PROBLEM STATEMENT >>
Copy the material below word for word, leaving out the pictures.

INPUT >>

* * * * *

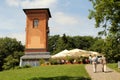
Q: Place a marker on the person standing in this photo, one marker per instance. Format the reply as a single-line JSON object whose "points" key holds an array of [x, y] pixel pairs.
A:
{"points": [[103, 62], [90, 59], [94, 63]]}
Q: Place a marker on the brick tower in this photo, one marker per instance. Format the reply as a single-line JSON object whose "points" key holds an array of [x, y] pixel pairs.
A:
{"points": [[36, 36]]}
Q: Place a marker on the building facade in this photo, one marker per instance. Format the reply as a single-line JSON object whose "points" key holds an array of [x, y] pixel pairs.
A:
{"points": [[37, 30]]}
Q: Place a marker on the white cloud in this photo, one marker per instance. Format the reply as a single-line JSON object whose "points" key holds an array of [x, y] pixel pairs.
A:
{"points": [[31, 3]]}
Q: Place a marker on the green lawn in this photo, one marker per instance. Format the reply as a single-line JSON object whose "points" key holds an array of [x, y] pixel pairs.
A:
{"points": [[114, 66], [53, 72]]}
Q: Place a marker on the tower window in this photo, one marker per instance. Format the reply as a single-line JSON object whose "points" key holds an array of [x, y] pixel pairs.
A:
{"points": [[35, 23]]}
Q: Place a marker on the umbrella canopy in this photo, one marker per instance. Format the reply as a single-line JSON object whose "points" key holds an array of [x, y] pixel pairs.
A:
{"points": [[74, 53], [63, 53]]}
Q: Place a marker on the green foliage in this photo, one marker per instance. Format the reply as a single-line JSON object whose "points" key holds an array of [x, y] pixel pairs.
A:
{"points": [[114, 66], [57, 43], [106, 14], [10, 52], [54, 72], [42, 61]]}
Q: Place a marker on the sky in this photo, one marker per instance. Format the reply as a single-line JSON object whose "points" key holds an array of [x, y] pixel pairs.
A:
{"points": [[68, 16]]}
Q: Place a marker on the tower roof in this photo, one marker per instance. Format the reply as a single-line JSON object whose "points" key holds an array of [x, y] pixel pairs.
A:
{"points": [[25, 10]]}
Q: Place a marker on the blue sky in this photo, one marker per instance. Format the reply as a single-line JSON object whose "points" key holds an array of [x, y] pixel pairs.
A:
{"points": [[68, 16]]}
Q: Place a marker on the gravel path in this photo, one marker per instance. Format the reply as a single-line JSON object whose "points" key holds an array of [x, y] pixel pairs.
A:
{"points": [[99, 75]]}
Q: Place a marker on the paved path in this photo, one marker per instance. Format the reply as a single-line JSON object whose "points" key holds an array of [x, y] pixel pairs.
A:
{"points": [[99, 75]]}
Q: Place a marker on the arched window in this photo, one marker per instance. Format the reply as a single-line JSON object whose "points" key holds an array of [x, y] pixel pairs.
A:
{"points": [[35, 23]]}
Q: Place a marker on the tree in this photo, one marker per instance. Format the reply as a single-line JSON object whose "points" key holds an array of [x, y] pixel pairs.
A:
{"points": [[106, 14], [8, 47]]}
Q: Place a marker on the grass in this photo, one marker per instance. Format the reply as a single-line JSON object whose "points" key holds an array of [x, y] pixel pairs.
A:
{"points": [[114, 66], [53, 72]]}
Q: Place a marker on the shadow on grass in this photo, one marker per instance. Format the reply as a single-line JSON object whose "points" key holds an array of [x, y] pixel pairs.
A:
{"points": [[60, 78]]}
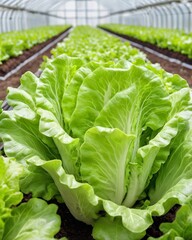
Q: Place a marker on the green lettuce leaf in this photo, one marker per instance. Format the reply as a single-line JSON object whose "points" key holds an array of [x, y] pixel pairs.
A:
{"points": [[32, 220], [10, 195]]}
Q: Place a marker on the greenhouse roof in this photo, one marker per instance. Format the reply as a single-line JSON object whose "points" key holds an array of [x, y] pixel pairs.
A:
{"points": [[111, 6]]}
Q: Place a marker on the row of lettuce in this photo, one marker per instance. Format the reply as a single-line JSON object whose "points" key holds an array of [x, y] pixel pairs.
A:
{"points": [[103, 130], [172, 39], [13, 44]]}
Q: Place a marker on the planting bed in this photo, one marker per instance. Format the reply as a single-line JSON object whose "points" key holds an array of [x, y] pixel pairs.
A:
{"points": [[33, 66], [171, 67]]}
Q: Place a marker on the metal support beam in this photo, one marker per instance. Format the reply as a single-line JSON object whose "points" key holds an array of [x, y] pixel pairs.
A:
{"points": [[29, 11], [142, 7]]}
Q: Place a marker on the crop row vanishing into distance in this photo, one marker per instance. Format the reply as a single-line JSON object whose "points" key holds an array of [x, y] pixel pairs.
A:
{"points": [[172, 39], [103, 130], [13, 44]]}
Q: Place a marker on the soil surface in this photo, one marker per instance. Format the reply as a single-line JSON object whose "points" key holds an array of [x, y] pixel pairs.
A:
{"points": [[165, 64], [76, 230], [33, 66]]}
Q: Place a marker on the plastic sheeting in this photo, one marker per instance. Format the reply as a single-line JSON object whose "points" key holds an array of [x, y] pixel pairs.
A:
{"points": [[22, 14]]}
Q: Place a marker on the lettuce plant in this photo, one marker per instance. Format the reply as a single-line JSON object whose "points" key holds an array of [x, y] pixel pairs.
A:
{"points": [[12, 44], [115, 143], [32, 220], [172, 39]]}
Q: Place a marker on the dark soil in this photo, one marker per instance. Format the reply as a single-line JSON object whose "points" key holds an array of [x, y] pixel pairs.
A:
{"points": [[33, 66], [76, 230], [13, 62], [168, 66]]}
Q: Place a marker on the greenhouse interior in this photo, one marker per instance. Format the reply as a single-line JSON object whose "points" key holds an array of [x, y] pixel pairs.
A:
{"points": [[95, 120]]}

* * * * *

TASK OUTPUT >>
Q: Place a marker on the person standing in this photo, one marker per instance. Format the reply as a single-line JSON object whose "points" key holds an array of [x, y] pixel pairs.
A:
{"points": [[103, 62], [90, 59], [94, 63]]}
Q: Place a marker on the brick tower in this photo, one marker per instance. Format the reply as a single-line JSON object whose "points" key holds an array of [x, y] pixel pairs.
A:
{"points": [[36, 36]]}
Q: Place a marker on the building facade in this photo, one marker per instance. Format the reply as a single-line JSON object whose "points" key holds an array of [x, y] pixel pairs.
A:
{"points": [[37, 30]]}
Q: Place a marker on the white cloud in this photo, one marker per instance. Format the reply as a single-line JSON object whose "points" key holds an array of [x, y] pixel pairs.
A:
{"points": [[31, 3]]}
Q: Place a marker on the green lawn in this photo, one marker per instance. Format the reply as a single-line JSON object whose "points" key holds an array of [x, y] pixel pairs.
A:
{"points": [[114, 66], [53, 72]]}
Q: Place a marker on the tower window in this photo, one marker per instance. Format the reply as a single-line JSON object whose "points" key holds an array of [x, y] pixel pairs.
A:
{"points": [[35, 23]]}
Q: Place a marker on the umbrella canopy in this photo, one marker per instance. Format the reply as a single-line JSON object whose "points" key holds an array of [x, y] pixel pairs.
A:
{"points": [[74, 53], [63, 53]]}
Q: Place a marker on the green foliage in this photo, one marker per instance. Format the reply as a single-line JSON object whose "points" key holds an array of [x, y] pixel pairs.
A:
{"points": [[114, 66], [57, 43], [106, 14], [10, 52], [54, 72], [42, 61]]}
Q: Place a marker on the sky in this photo, one marker per instance. Format the reply as a single-line JSON object whose "points" key holds an array of [x, y] pixel pairs.
A:
{"points": [[68, 16]]}
Q: Place a marker on the tower roof in this photo, one marker per instance. Format the reply as a single-line JSON object whose "points" key holds an array of [x, y] pixel pairs.
A:
{"points": [[25, 10]]}
Q: Place a marker on the blue sky in this photo, one marker per instance. Format the reply as a single-line JSON object whose "points" key holds an array of [x, y] pixel pairs.
A:
{"points": [[68, 16]]}
Q: Place a marker on the gravel path in this photo, one marker per instance. Format the reply as a single-line JSON object whose "points" key holds an array of [x, y] pixel pairs.
A:
{"points": [[99, 75]]}
Q: Place a marker on the paved path in this photo, one marker per instance. Format the reply as a single-line JSON object whose "points" key holds an array of [x, y] pixel pairs.
A:
{"points": [[99, 75]]}
Q: Place a marker on the arched window in this photo, one marker per instance. Format the reply as a single-line JSON object whose "points" key holds an array of [x, y] pixel pairs.
A:
{"points": [[35, 23]]}
Q: Place a marker on the tree in this photo, one marker per instance. Format the reply as a single-line JSON object whose "points" key holds an array of [x, y] pixel pairs.
A:
{"points": [[106, 14], [8, 47]]}
Q: Place a marker on the grass in this photo, one marker per instance. Format the reply as a single-line JSON object whose "points" key holds an array of [x, y] pixel pairs.
A:
{"points": [[114, 66], [53, 72]]}
Q: Place a marker on the shadow on grass in this photo, one marker per instance. Format the reply as a single-line JSON object whose "points" key holds an array of [x, y] pixel pairs.
A:
{"points": [[60, 78]]}
Q: Place a marker on the green lettuce leaf in this photo, one marker per instance. Format the reply as a single-line JSON object whose "points" key holds an array of [x, y] pixel pairs.
A:
{"points": [[32, 220], [10, 195]]}
Q: Place a marker on the greenhouse roof in this photo, one marker per instance. Format the reply as a single-line JSON object whose "points" key holds an array of [x, y] pixel pairs.
A:
{"points": [[111, 6]]}
Q: Place a marker on the row of lettuce in this photo, one marker per instance. Format the reply as a single-line JSON object whose "points" key holds an array of [x, y] pixel pairs.
A:
{"points": [[103, 130], [172, 39], [13, 44]]}
Q: Place a marker on the planting bed in this photo, one marker per instance. Format the reply as a single-line JSON object whose "points" key holds an array of [x, y] pixel pairs.
A:
{"points": [[33, 66], [171, 67]]}
Q: Place a marker on the metal support beam in this photo, one marker per instance. Format the reply as a single-line JSON object whose "points" key holds an array of [x, y] pixel pairs.
A:
{"points": [[29, 11], [142, 7]]}
Q: Place a marker on the crop row vanishing into distance in this photo, one marker per instance. Format the reply as a single-line JSON object whose "points" key holds an array of [x, y] pixel pairs.
A:
{"points": [[172, 39], [103, 130], [13, 44]]}
Q: Place a marker on the soil surface in this photo, one marker per instance. Format the reply as a single-line JSON object whose "points" key holds an array of [x, y] pixel pairs.
A:
{"points": [[165, 64], [76, 230], [33, 66]]}
Q: Place a marker on the plastic sheeting in this photo, one marker per instance. Format the reply as a single-line JSON object whose "points" key holds an array of [x, y] pixel pairs.
A:
{"points": [[22, 14]]}
Q: Place a marker on the lettuce plant in this photo, one marker per instance. Format the reply as a single-line JSON object whose "points" key holds an array of [x, y] pixel pairs.
A:
{"points": [[12, 44], [115, 143], [32, 220], [172, 39]]}
Q: Place a marker on the dark soil in this photo, one marker per instance. Format the reply as a single-line JSON object whose "points" key holds an array of [x, y] pixel pairs.
A:
{"points": [[33, 66], [76, 230], [13, 62], [168, 66]]}
Q: Place a marker on the greenhouse interior in this photo, one marker per instance. Format the reply as a single-line JSON object whose "points" key holds an array of [x, y] pixel pairs.
A:
{"points": [[95, 120]]}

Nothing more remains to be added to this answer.